*** Data extracts Section Begins ***
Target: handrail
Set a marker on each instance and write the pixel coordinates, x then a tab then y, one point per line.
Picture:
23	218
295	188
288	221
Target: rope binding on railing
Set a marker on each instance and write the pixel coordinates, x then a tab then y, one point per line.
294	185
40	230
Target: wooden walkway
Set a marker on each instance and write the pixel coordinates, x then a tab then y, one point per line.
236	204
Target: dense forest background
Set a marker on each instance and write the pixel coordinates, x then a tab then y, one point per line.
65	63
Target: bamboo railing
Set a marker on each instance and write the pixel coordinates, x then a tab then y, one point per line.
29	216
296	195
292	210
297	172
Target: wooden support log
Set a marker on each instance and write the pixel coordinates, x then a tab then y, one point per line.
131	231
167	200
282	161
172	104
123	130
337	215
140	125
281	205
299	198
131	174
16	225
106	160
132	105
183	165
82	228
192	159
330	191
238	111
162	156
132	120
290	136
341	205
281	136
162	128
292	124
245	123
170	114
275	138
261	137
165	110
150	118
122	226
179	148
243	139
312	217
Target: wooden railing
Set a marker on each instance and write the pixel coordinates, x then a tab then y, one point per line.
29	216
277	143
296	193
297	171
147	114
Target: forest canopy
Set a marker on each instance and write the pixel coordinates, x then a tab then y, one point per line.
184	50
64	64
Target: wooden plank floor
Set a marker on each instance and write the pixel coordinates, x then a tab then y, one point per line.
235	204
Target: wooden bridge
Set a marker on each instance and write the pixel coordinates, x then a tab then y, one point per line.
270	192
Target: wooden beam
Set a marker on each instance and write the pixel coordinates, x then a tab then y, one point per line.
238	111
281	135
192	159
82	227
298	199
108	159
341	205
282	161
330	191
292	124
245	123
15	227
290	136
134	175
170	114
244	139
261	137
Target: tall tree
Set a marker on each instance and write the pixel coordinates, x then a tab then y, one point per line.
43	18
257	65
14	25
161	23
*** Data extracts Section Ends ***
To do -
Retype, exactly and in full, the listing from its first line to the one holding "Target: bamboo railing", both included.

Exercise output -
Target: handrail
Set a marker on each instance and write the pixel coordinates, x then a tab then y, one point per line.
Picture:
23	218
295	188
288	221
Target: rope binding on railing
Set a marker on each instance and write the pixel coordinates, x then a tab then y, one point per line.
294	185
40	230
Target: wooden walkway
Set a marker on each instance and write the pixel coordinates, x then a tab then y, one point per line.
236	204
Target: dense forest background
Set a marker on each instance and write the pixel coordinates, x then a tab then y, one point per line.
65	63
Target: bamboo railing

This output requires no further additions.